Нефть и почва
Сегодня часто видишь: художник умен, образован в современном искусстве, грамотен в выстраивании собственной стратегии… но его работам чего-то не хватает, а чего? Можно говорить о помешательстве, безумии — но мы не собираемся реанимировать миф о безумном гении. Речь идет об одержимости, страсти художника к некоему предмету и превращении его в главную тему своего искусства. В принципе, этим предметом может быть все что угодно.
Владимир Мигачев — художник, безусловно, одержимый, и предметом его одержимости является та конкретная земля, что носит его народ, та почва, на которой свершаются его жизнь и история. Странно сказать, эта тема делает художника на отечественной арт-сцене чуть ли не маргиналом. Казалось бы, этот предмет всегда «лежит под носом», а тема сегодня «витает в воздухе», но нет, практически никто из современников не занялся ею всерьез.
На то, наверное, есть две важные причины. Первая заключается в политической стыдливости сегодняшних «просвещенных» художников, в их страхе перед обвинениями в «протекционизме». Это слово на языке западных кураторов означает культурный национализм, присущий, по их авторитетному мнению, представителям рухнувших империй. Вторая — в расточительности русского характера, в его умении не замечать и не ценить живую данность, основу своего «вотбытия».

### Что сделать
A) Ответьте на вопросы по фрагменту документа:
(i) Как зовут художника, о котором идет речь?
(ii) Что названо предметом одержимости этого художника?
(iii) Что означает слово «протекционизм» на языке западных кураторов?
B) Пожалуйста, напишите продолжение фрагмента документа о художнике Владимире Мигачеве, начиная сразу после его последнего предложения.

### Имеющиеся данные
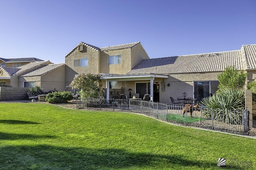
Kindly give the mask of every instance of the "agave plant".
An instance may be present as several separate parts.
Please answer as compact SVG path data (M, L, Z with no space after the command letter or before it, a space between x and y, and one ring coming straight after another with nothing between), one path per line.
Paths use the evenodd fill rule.
M241 121L242 112L244 108L244 90L225 88L211 97L202 99L202 103L214 111L214 119L226 123L237 124ZM212 109L206 110L206 116L212 116Z

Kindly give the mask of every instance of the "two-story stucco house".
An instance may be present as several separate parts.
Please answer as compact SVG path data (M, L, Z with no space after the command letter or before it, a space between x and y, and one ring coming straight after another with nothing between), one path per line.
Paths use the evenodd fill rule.
M107 99L124 94L171 104L170 97L198 100L218 89L217 75L228 66L248 73L246 83L256 80L256 45L240 49L150 59L139 42L99 48L81 42L65 56L65 63L30 63L17 68L2 66L0 81L13 87L30 84L46 90L64 91L79 74L99 73ZM34 64L35 65L34 65Z
M241 49L150 59L140 42L99 48L81 42L65 57L66 85L76 74L102 74L106 89L129 97L150 95L154 102L170 104L184 93L198 100L218 90L217 75L228 66L248 73L247 82L256 78L256 45ZM113 93L112 93L112 94Z

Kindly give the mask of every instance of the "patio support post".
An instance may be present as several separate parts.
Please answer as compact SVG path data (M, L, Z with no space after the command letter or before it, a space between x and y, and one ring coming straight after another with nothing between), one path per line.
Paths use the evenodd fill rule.
M108 101L109 100L109 81L108 81L106 80L106 87L107 88L107 100Z
M154 88L154 77L150 78L150 100L152 102L154 102L153 100L153 88Z

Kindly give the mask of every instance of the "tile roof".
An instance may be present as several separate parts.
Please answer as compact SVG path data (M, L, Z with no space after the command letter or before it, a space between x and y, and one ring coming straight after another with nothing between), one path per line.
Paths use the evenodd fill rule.
M76 49L78 48L78 46L80 44L83 44L83 45L86 46L86 47L90 48L92 49L93 50L96 51L100 52L100 51L108 51L108 50L110 51L110 50L114 50L119 49L127 49L129 48L133 48L136 47L136 46L140 44L140 42L139 41L139 42L136 42L135 43L129 43L127 44L121 44L120 45L113 45L112 46L108 46L108 47L102 47L102 48L99 48L97 47L91 45L87 43L84 43L83 42L81 42L80 43L79 43L77 45L76 45L70 51L69 53L68 53L68 54L67 54L66 55L66 56L65 56L65 57L66 57L68 55L69 55L70 54L71 54L74 51L75 51Z
M245 70L256 69L256 44L242 45L241 51L246 65Z
M2 61L4 61L5 62L6 62L6 61L8 61L9 59L4 59L3 58L0 58L0 60L1 60Z
M59 67L64 66L64 63L51 64L42 66L36 70L31 70L19 76L24 77L28 76L42 76L49 72L50 72Z
M19 58L17 59L4 59L0 58L0 59L6 63L13 62L35 62L36 61L42 61L43 60L36 59L36 58Z
M244 70L240 50L144 60L127 74L170 74L219 72L234 66Z
M1 66L1 68L9 76L12 76L20 69L20 68L2 66Z
M25 65L20 66L17 67L17 68L20 68L17 72L15 73L15 75L22 74L22 73L26 72L32 70L35 68L38 67L40 66L46 65L47 64L52 64L50 61L38 61L37 62L33 62L28 63Z
M119 49L128 49L129 48L133 48L139 44L140 44L140 43L139 41L136 42L135 43L129 43L128 44L121 44L120 45L105 47L100 48L100 49L102 51L104 51L107 50L114 50Z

### Ответы по заданиям
A)
(i) Владимир Мигачев.
(ii) Та конкретная земля, что носит его народ, та почва, на которой свершаются его жизнь и история.
(iii) Культурный национализм.

B)
Эффект актуального искусства часто называют терапевтическим. Это значит, что оно, вооружившись иронией, как шприцем с анестезирующим лекарством, снимает у общества (и в медицинском, и в гегелевском смысле) приступы острой боли и беспокойства. Мигачев со своими романтическо-травматическими работами достигает обратного эффекта. Поэтому он неугоден, поэтому его все время норовят записать в пейзажисты и в живописцы, упорно не замечая концептуальной основы его искусства, и уж во всяком случае — не называя ее по имени. Однако это неузнавание, как умышленное, так и случайное, лишь побуждает художника обострять разговор со зрителем, все более и более жестко обозначая подлинный его предмет. Поэтому на смену изысканно-графичным и сюжетным работам начала 2000-х годов приходят брутальные «земляные работы» и «разрушенные пейзажи», в которых земляная субстанция всерьез угрожает разрушить схематическую иллюзорность «великой русской равнины». Художник полемизирует с «пейзажным», то есть идиллическим, притупленным взглядом на действительность, вынуждая зрителя ощутить неживописную реальность земли, являющейся не только источником ресурсов, отчуждаемых в абстрактные категории богатства и уровня жизни, но и той основой, из которой выходят формы этой самой жизни и в которую они неизбежно возвращаются.